## [Request 1]
Using the text about the Lange watch movement, decide whether each statement agrees with it: (a) Lange has been able to make balance springs since 2003. (b) The remontoir spring for the L096.1 calibre comes from an outside supplier. (c) The oscillator beats at 28,800 semi-oscillations per hour. For each, answer yes or no and quote the words of the text that decide it.
## [Request 2]
In the text about the Lange watch movement, what does the orbital moon-phase display on the movement side depict?
## [Request 3]
Resume the text about the Lange watch movement, writing on from its last sentence.

## [Text shown]

Lange manufacture calibre L096.1. The orbital moon-phase display on the movement side depicts the constellation of the earth, moon, and sun.
The pursuit of supreme precision Since 2003, Lange has been part of the small community of watch manufactories that master the technology needed to produce balance springs. Only thus can the utmost precision be assured. For this reason, in addition to the balance spring, the remontoir spring of the constant-force escapement is also made in-house for the new L096.1 manufacture calibre of the RICHARD LANGE PERPETUAL CALENDAR “Terraluna”. The indexless oscillator beats with a frequency of 21,600 semi-oscillations per hour. Further Lange-style quality hallmarks include the hand-engraved balance cock and a lavishly hand-decorated movement. They are impressive manifestations of the manufactory’s quest for precision down to the very smallest detail.

## [Entries provided]
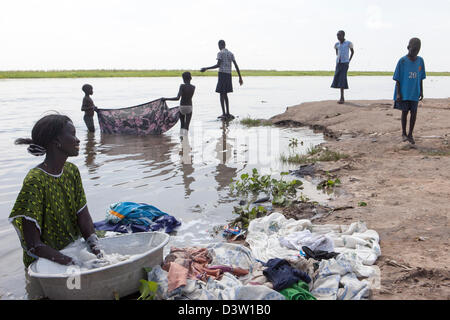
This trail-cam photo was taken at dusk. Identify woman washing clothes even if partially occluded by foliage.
[9,114,103,267]
[161,72,195,139]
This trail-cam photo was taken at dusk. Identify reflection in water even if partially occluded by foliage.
[214,121,237,190]
[84,131,100,174]
[180,136,195,199]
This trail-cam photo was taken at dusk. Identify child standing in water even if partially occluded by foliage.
[393,38,426,144]
[81,84,97,132]
[161,72,195,137]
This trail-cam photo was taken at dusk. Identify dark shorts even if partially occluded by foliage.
[216,72,233,93]
[331,62,349,89]
[394,100,419,112]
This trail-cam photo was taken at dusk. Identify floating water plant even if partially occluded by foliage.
[241,116,272,127]
[230,169,303,205]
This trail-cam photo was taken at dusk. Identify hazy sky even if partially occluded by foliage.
[0,0,450,71]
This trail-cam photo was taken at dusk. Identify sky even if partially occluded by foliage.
[0,0,450,71]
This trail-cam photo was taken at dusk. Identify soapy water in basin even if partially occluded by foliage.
[36,238,134,274]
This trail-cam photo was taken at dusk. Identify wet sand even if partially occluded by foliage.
[271,99,450,299]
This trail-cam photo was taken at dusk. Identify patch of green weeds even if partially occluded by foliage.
[280,146,349,164]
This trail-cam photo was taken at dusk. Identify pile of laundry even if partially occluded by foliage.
[94,202,181,233]
[148,212,381,300]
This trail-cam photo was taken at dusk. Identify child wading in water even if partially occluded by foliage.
[81,84,97,132]
[331,30,355,104]
[393,38,426,144]
[161,72,195,139]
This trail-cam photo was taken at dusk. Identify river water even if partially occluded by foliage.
[0,77,450,299]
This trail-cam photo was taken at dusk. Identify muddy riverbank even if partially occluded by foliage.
[270,99,450,299]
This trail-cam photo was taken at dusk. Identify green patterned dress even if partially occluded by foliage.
[9,162,86,267]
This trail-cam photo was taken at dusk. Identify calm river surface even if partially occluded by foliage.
[0,77,450,299]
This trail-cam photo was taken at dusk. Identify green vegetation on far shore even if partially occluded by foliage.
[0,70,450,79]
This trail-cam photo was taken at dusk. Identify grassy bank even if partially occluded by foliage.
[0,70,450,79]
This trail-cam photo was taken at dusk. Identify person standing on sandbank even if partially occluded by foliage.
[331,30,355,104]
[200,40,244,120]
[393,38,426,144]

## [Right answer 1]
(a) Yes: "Since 2003, Lange has been part of the small community of watch manufactories that master the technology needed to produce balance springs."
(b) No: "the remontoir spring of the constant-force escapement is also made in-house"
(c) No: "The indexless oscillator beats with a frequency of 21,600 semi-oscillations per hour."

## [Right answer 2]
The constellation of the earth, moon, and sun.

## [Right answer 3]
Movement: Lange manufacture calibre L096.1, manually wound; crafted to the most exacting Lange quality standards, decorated and assembled by hand; precision-adjusted in five positions; twin mainspring barrel; constant-force escapement with remontoir spring produced in-house; three-quarter plate made of untreated German silver; balance cock engraved by hand
Movement Parts: 787
Screwed Gold Chatons: 1
Escapement: Lever escapement
Oscillator: Shock-resistant screw balance and superior-quality balance spring manufactured in-house, frequency 21,600 semi-oscillations per hour, precision beat adjustment system with lateral setscrew and whiplash spring
Power Reserve: 14 days (336 hours) when fully wound
Functions: Time indicated in hours, minutes, and seconds; perpetual calendar with outsize date, day of week, month, and leap year; power-reserve indicator; orbital moon-phase display with day/night indication on the movement side
Operating Elements: Crown for winding the watch and setting the time; push piece for advancing all calendar displays; recessed push pieces for separate correction of month, day of week, and moon phase
Case Dimensions: Diameter: 45.5 millimetres, height: 16.5 millimetres
Movement Dimensions: Diameter: 37.3 millimetres; height: 11.1 millimetres
Crystal and Back: Sapphire crystal (hardness 9)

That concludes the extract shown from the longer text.